*Available records:*
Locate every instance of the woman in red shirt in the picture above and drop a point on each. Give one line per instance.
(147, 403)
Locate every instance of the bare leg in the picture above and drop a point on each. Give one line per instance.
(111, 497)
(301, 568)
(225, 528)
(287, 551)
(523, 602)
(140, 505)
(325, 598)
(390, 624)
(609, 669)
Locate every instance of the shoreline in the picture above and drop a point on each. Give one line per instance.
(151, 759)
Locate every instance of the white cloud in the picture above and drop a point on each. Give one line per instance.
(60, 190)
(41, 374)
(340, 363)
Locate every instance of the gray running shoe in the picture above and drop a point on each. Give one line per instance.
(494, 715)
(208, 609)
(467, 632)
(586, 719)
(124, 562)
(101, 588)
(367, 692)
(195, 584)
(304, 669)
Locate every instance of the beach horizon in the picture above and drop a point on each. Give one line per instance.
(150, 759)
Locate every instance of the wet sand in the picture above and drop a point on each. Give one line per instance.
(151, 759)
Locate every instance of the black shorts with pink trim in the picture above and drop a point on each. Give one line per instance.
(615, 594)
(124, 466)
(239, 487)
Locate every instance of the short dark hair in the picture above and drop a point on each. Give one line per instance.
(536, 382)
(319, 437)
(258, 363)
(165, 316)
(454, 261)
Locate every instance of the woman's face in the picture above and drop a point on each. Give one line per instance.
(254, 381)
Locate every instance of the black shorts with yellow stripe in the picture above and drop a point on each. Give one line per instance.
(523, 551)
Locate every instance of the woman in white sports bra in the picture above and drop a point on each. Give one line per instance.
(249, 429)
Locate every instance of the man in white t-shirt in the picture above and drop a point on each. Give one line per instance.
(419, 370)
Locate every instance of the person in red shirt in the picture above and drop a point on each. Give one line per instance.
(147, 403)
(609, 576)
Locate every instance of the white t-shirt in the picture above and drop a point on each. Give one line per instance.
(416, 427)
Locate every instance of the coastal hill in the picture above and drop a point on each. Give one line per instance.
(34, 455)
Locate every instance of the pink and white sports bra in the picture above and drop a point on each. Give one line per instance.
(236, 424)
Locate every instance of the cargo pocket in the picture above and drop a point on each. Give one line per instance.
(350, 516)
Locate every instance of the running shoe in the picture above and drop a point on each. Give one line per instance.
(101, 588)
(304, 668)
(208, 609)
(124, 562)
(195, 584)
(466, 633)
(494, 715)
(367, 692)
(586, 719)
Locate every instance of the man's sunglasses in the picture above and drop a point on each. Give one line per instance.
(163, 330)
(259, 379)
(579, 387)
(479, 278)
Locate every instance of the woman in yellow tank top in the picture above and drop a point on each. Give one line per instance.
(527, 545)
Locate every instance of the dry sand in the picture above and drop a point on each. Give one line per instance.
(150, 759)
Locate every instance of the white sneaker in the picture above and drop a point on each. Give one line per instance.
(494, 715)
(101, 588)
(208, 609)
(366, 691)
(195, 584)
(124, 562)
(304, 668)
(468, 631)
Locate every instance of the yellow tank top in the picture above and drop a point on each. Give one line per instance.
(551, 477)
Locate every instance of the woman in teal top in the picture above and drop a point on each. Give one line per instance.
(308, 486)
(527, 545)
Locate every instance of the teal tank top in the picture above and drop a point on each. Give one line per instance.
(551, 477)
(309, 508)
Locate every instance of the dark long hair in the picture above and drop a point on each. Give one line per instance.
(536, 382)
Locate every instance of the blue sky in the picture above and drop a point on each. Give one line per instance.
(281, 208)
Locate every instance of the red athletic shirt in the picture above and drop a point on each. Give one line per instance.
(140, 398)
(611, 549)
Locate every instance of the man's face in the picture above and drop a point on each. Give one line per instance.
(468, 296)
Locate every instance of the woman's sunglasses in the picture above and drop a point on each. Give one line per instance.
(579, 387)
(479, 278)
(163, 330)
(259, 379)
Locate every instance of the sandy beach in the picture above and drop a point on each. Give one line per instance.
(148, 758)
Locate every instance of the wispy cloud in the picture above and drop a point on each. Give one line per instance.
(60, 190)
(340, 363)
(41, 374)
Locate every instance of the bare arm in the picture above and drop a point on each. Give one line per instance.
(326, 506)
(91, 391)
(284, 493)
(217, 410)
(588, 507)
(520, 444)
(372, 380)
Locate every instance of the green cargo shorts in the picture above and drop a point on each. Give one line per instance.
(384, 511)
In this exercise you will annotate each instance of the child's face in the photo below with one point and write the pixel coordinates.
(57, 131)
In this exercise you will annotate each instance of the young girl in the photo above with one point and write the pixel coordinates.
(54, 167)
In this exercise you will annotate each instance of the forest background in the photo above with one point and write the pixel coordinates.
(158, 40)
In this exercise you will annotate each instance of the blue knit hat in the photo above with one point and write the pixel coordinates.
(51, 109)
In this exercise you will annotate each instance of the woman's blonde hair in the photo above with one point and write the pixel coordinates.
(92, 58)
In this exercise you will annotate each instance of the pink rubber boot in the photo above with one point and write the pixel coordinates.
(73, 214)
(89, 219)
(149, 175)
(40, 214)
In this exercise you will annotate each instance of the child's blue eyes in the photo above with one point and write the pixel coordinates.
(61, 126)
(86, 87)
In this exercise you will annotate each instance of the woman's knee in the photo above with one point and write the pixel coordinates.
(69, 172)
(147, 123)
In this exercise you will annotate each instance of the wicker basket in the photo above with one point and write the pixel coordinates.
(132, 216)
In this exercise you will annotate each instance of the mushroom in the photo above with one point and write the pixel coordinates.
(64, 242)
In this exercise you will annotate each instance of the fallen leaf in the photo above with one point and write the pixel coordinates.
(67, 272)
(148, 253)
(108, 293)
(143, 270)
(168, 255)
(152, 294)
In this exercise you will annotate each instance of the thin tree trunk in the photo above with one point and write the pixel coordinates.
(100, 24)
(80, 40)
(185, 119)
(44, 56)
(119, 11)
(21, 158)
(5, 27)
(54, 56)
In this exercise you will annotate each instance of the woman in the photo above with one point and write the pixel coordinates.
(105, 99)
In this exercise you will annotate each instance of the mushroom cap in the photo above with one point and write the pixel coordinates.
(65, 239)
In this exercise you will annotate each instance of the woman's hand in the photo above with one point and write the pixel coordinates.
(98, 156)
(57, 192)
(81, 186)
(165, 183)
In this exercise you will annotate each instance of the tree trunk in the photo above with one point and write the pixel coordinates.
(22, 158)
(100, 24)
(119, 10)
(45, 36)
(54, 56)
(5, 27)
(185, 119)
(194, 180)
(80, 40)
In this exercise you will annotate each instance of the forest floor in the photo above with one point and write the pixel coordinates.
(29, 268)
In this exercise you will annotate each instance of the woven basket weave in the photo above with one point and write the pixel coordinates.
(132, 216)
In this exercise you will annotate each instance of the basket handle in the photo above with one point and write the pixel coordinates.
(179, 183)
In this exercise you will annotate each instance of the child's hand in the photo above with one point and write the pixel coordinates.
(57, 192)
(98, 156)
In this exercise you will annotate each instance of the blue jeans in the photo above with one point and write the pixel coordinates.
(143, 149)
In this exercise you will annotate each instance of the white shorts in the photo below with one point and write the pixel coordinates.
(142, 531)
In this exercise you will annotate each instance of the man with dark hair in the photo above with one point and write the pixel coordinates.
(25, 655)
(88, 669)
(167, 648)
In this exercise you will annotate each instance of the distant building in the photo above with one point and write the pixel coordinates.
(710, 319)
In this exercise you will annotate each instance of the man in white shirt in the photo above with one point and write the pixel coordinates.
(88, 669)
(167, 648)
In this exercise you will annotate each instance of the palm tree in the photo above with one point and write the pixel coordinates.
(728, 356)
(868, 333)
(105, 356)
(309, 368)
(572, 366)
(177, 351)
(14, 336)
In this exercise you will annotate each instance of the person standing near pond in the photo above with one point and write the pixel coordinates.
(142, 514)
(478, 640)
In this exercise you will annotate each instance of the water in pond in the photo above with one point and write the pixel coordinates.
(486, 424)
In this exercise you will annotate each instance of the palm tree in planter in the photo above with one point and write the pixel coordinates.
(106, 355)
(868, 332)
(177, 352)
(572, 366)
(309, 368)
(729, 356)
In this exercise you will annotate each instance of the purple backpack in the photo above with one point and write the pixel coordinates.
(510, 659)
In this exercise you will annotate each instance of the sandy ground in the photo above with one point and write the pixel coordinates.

*Your task:*
Write out only what runs from the line holding "the man with" through the last line of the records, exactly as shown.

*Finished answer:*
In this exercise you will annotate each instance of the man with dark hair in the photo above with one point and write the pixel coordinates.
(25, 655)
(88, 669)
(167, 648)
In this exercise you will annotate each instance of the distant building in the photo above with one point and write the pixel coordinates.
(710, 319)
In this exercise you will annotate each instance of the man in white shirt in the photo above with one point and write the pixel coordinates.
(88, 669)
(167, 648)
In this exercise you will annotate each instance of the palm tree in the photo above with one point and write the pixel coordinates.
(728, 356)
(868, 333)
(105, 356)
(309, 368)
(572, 366)
(177, 351)
(14, 336)
In this exercise you will annotate each instance of the person standing near pond in the photo above with one point and write the pixel coordinates.
(142, 514)
(478, 640)
In this exercise you will annotate each instance of the water in pond in the photo above with one point and write the pixel coordinates.
(486, 424)
In this exercise you will annotate each instance of the palm tree in planter in the photo above with one point and write the pixel coordinates.
(106, 355)
(868, 332)
(177, 352)
(572, 366)
(309, 368)
(729, 356)
In this exercise you will annotate each instance of the purple backpack in the photo above with one point and write the pixel coordinates.
(510, 659)
In this exercise you will annotate each instance of the sandy ground in the photo above with one point and write the pixel coordinates.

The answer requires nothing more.